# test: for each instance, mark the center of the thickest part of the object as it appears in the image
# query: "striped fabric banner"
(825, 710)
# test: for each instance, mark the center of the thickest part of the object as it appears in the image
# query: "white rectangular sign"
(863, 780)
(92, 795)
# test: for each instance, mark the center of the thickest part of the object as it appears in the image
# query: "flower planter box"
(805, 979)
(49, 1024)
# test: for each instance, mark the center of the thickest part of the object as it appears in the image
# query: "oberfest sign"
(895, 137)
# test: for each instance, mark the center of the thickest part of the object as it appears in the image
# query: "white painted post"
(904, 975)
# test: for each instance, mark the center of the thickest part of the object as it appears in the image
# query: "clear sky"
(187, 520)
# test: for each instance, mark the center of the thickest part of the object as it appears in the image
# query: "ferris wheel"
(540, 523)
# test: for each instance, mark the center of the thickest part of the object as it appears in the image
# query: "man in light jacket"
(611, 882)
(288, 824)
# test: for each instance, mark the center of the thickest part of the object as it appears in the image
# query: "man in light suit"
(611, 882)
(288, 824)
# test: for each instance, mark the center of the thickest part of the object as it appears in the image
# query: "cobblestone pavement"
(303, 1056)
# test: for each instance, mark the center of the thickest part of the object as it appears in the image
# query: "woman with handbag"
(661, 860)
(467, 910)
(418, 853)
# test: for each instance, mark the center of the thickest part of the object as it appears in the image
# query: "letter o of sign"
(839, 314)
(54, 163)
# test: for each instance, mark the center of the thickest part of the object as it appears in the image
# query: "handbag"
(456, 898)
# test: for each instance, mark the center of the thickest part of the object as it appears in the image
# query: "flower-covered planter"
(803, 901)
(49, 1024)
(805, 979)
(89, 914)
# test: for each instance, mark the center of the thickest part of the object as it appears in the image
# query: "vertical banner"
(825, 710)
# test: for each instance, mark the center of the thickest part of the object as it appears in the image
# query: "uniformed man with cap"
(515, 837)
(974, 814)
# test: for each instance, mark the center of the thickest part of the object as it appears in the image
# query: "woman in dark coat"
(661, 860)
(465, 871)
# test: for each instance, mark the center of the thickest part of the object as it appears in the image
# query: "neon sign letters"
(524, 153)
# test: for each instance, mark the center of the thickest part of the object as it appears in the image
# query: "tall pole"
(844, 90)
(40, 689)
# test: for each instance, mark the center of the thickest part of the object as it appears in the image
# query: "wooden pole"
——————————
The full set of entries, copied exactly, is the expected answer.

# test: for each instance, mark the center of the thickest part of the object as it appears in the image
# query: "striped fabric banner"
(825, 710)
# test: for each instance, mark the center of the thickest part of the object as it appears in the image
# query: "white rectangular sign"
(863, 780)
(92, 795)
# test: for each instance, mark the center of the thickest part of the object as it appears in the image
# query: "flower planter box"
(805, 979)
(49, 1024)
# test: for each instance, mark the center of the thickest part of the object as it appears in the image
# query: "oberfest sign"
(895, 137)
# test: for each instance, mark the center of the thickest part of the object as it appears in the image
# query: "white painted post"
(904, 975)
# test: for each instance, mark the center of the thickest part of the object as it appears in the image
# query: "clear sky"
(187, 520)
# test: for each instance, mark the center of the thickest part of the object as it appears in the image
# query: "ferris wheel"
(540, 523)
# test: for each instance, mark the center of the thickest part of the object as it appears in the image
# query: "man in light jacket"
(611, 882)
(288, 824)
# test: for each instance, mark the center of the thickest part of the object as it appears in the image
# query: "man in light suit"
(611, 882)
(288, 824)
# test: for each instance, mark the center of the thickest part of the object as it appears in the image
# query: "cobblestone pavement"
(303, 1056)
# test: for each instance, mark the center of the thickest part of the object as it appears in the image
# query: "woman with handbag"
(661, 860)
(467, 910)
(418, 853)
# test: for each instance, mark the center of the thickest part of the object as it appears in the image
# query: "letter o of sign"
(839, 314)
(54, 163)
# test: for each instance, mark the center of the thickest part of the object as it appears in the image
# query: "handbag"
(456, 898)
# test: for each instance, mark the center of the thickest part of the object as it appears in the image
# query: "flower-covered planter"
(803, 901)
(49, 1024)
(805, 979)
(89, 914)
# test: for each instance, mark the center of the thickest part of the object as it appears in the image
# query: "vertical banner"
(825, 710)
# test: for each instance, mark the center of the thickest part of the object as it appears in the image
# query: "uniformed man with cap"
(515, 837)
(974, 814)
# test: for each instance, mark the center of the thickest part of the object as it appears in the image
# query: "woman in dark coat"
(661, 860)
(465, 871)
# test: for each instance, mark the center of the thickest part of the object as it appears in the image
# query: "neon sign letters"
(524, 153)
# test: for each instance, mark the center of the thickest part of the object as it appears in the image
# query: "tall pole"
(844, 90)
(40, 689)
# test: for each instance, mark the center of the thickest part of the object as it appears in the image
# query: "wooden pole"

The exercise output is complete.